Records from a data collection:
»»
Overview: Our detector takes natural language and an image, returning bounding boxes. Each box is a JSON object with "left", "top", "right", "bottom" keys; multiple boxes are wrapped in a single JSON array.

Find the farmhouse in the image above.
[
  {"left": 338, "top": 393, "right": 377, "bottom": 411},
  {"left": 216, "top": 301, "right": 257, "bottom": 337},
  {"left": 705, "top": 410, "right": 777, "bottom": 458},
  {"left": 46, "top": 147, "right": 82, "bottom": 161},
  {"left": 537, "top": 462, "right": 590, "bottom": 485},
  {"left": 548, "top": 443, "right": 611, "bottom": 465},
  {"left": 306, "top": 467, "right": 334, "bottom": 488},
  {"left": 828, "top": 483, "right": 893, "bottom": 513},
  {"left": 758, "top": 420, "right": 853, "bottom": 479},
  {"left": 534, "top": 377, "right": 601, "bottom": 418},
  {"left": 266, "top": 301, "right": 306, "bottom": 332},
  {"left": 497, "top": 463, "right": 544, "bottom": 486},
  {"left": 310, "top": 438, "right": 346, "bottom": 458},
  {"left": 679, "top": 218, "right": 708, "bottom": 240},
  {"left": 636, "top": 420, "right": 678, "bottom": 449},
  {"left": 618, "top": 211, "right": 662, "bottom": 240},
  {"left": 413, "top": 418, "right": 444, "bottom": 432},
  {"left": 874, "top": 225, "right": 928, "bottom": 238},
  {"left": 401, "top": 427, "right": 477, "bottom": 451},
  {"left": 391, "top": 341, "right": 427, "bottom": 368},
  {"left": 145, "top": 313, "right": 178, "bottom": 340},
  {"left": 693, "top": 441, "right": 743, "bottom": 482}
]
««
STATED PROBLEM:
Please report each line in the listing above that contains the string "image"; the match is case-sensitive.

SOLUTION TO THE PROBLEM:
Overview: Our detector takes natural language and an image, returning bounding boxes. Each box is a JSON object with "left", "top", "right", "bottom" keys; multiple boxes are wrapped in a single JSON array.
Find the farmhouse in the image above.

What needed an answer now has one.